§ **DOCUMENT SECTION**:
--

Here are Armengaud's CD's on Mandala (previously on Circe label):

MAN 4821 Famous Works
MAN 4822 Humorous Pieces
MAN 4823 Surrealism
MAN 4824 Mystical Works
MAN 4825 Works For Piano Duet

MAN4821/25 Complete Piano Works - all five CD's

MAN 4867 Melodies And Songs (with Anne-Sophie Schmidt, sop)

MAN 4879 Mon Ami Satie
("Une Heure d'Humour avec Satie: Pieplu recitant &  Armenguad, piano."   Don't know what this is, but it includes recitation by someone named "Pieplu." Probably not in print, will try to find out more.)

MAN 4882 Complete Piano Duets (with Dominique Merlet)
(I guess this is the same as MAN 4825, not sure.)

The Armengaud recordings have floated from label to label (La Chanto du Monde, Circe, Mandala …) The CD discussed below, Insolite, Le Chant du Monde 78.805, is probably included on one or more of the Mandala CDs.


Fanfare Nov/Dec 86, E.G.:
Compares Insolite with Jean-Joel Barbier, Vol. 2.

Sports and Divertissments, Piéces Froides, Allegro, Cinéma, Je te Veux, Les Pantins Dansents, Le Piége de Méduse, Le Poissen rêveur, Valse Ballet, Versets Laïques et Sompteux.

The selections on Erik Satie piano recital recordings are nearly as impossible to match up as on the "My Favorite Chopin" type. All of the works are small and even the largest, such as Sports et Divertissements, are really collections of miniatures. For all of his outrageousness, Satie was an original voice whose legend and influence might unfairly overshadow his real worth as a composer. For an evaluation of his music one may either go to the scores, which are not that difficult to play badly, or to recordings, which are in surprising abundance.

Recordings are essential since Satie probably gets fewer live performances than almost any peripheral composer. His music was better championed by rock groups than by major pianists, although Aldo Ciccolini's six-record survey established his own name as well as Satie's.

--

[Position identification records]
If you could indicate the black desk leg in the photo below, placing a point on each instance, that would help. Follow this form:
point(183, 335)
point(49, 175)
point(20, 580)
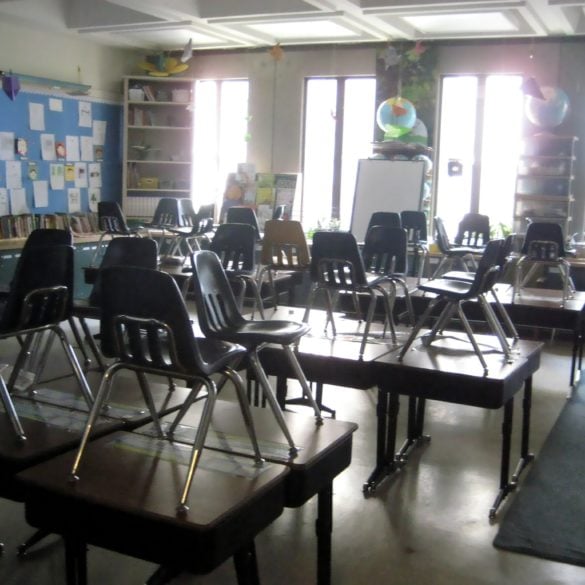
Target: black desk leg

--

§ **REQUIREMENTS**:
a) Summarize the text on Armengaud's Satie recordings above in two sentences.
b) Write the next part of the text on Armengaud's Satie recordings, picking up after its final sentence.

§ **FINAL RESULTS**:
a) The text lists Armengaud's CDs on the Mandala label, previously issued on Circe, including five volumes of piano works, a disc of melodies and songs, Mon Ami Satie, and the complete piano duets, and notes that these recordings have moved from label to label. It then cites a Fanfare review comparing Insolite with Jean-Joel Barbier, Vol. 2, which observes that Satie's works are small, that recordings are essential because he receives few live performances, and that his music was better championed by rock groups than by major pianists.

b)
Armengaud tends toward the more neglected fringes of this neglected repetoire. He includes such youthful works as the Delibesian Valse Ballet, the early minimalism of Cinéma, and the slyly humorous austerity of the Piéces froides. Barbier chooses a more middle of the road program of humorous pieces. The only shared music is Sports et Divertissements, which I find more sporty and diverting in Barbier's recording.

The Accord recording was made in 1968, and that old devil hiss rears its obtrussive head. <Armengaud>'s 1985 CD has no such problems, although neither piano is that attractively recorded. Each disc is 61 minutes and change, and the program notes are negligible, mostly occupied with the witty tempo, expression, and narrative markings that make Satie scores so unique.

I suspect that the Armengaud disc will come off my shelves for it repertoire, while the Barbier will be listened to for pleasure.


Fanfare July/Aug 86, J.D.W.:
(reviews Insolite)

The non-routine quality implied by the album title is born out by the contents and performances. Aside from the Dreaming Fish, Sports et Divertissements, and Piéces froides, the music Armengaud has chosen is not to be encountered in every other Satie conflation. The Versets, Valse ballets, Allegro, and Cinéma are claimed to be "inédits." This seems acceptable, since I have not had the tolerance to keep Aldo Ciccolini's survey on hand to check up with. Most of the new material is unsurprising, well-crafted bits and pieces.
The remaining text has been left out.